- TEXT PROVIDED:
━━━━━━━━━━

"                                 1. Aim of the report
This specific EMTEL Final Deliverable aims to assemble findings from the various EMTEL
project studies with regard to the key issues of “living and working in the Information Society”.
Special emphasis is given to the relationship between Information and Communication
Technologies (ICTs) and quality of life. As set out in the EMTEL project structure, the report
centres around the results from the Key Deliverables produced by the EMTEL Young
Researchers and on the cross-cutting insights gained during the debates held at the EMTEL
network meetings and the EMTEL Final Conference.1
The dominant discourse on technological change claims that the relationship between (new)
technologies and quality of life is straightforward. Technologies are invented to improve
efficiency and the overall standard of living, and to make our lives easier, better and more
enjoyable. Common sense tells us that new technologies will always promise a better world as it
is difficult to imagine that they were intentionally invented to complicate our lives.

━━━━━━━━━━

- EXERCISE INSTRUCTIONS:
a) List every term in the EMTEL report excerpt that begins with the word "EMTEL," in the order it appears.
b) Proceed with the EMTEL report excerpt on ICTs and quality of life, picking up after its last sentence.
The material that comes next is drawn from a separate source.

━━━━━━━━━━

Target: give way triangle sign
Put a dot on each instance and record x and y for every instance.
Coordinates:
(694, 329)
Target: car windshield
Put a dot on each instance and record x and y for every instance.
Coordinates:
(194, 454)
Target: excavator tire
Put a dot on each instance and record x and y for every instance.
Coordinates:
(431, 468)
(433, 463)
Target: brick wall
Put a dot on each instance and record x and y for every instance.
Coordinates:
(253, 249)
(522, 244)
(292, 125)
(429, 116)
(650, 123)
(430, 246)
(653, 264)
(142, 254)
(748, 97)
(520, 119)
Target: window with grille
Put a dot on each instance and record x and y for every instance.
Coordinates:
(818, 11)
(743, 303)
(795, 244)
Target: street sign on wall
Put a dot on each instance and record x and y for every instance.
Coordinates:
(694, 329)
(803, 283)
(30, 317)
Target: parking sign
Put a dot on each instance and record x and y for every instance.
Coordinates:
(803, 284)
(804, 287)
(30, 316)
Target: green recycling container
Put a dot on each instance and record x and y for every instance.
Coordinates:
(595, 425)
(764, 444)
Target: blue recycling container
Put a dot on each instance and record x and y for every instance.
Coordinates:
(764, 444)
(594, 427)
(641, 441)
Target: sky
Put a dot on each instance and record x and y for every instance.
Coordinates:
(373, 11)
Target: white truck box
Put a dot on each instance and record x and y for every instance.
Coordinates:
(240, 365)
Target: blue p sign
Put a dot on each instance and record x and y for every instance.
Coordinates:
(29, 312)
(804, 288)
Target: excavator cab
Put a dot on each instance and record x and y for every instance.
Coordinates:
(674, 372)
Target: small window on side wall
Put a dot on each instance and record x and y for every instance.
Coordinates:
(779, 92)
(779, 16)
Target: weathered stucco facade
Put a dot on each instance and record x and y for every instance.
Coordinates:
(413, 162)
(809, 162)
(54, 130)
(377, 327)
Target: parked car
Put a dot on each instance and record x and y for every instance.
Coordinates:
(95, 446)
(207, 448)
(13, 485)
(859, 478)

━━━━━━━━━━

- THE REPLIES:
a)
1. EMTEL Final Deliverable
2. EMTEL project studies
3. EMTEL project structure
4. EMTEL Young Researchers
5. EMTEL network meetings
6. EMTEL Final Conference

b)
Nonetheless, policy makers are concerned with making sure that technologies are developed and
diffused in ways that are indeed beneficial to individuals, companies, organisations and society
as a whole. The European Union’s “Lisbon objectives” for instance, aim explicitly at building a
competitive, socially cohesive and sustainable European society through – among other means –
more and better technologies. The eEurope 2005 Action Plan (the Information Society roadmap
towards the Lisbon objectives) shows similar social and economic concern, and aims to further
the efforts of the last 10 years to boost ICT use across (an Enlarged) Europe.2
The EMTEL research projects reflect on these policy initiatives in the light of selective
empirical insights into how ICTs are experienced by users and non-users, in everyday life. The
reports offer snapshots of the contemporary use and non-use of ICTs in different settings such
as migrant highly-skilled researchers in Norway and Germany (Trondheim Study), the so-called
“Web Generation” in Belgium (Brussels Study) and Internet use in the local setting of an Irish
coastal town (Dublin Study). Future technology visions of Ambient Intelligence in everyday life
are also discussed (Sevilla Study). These studies offer a qualitative exploration of the ever
evolving and, in some ways, contradictory relations people develop in every day life with the
technologies they are confronted with.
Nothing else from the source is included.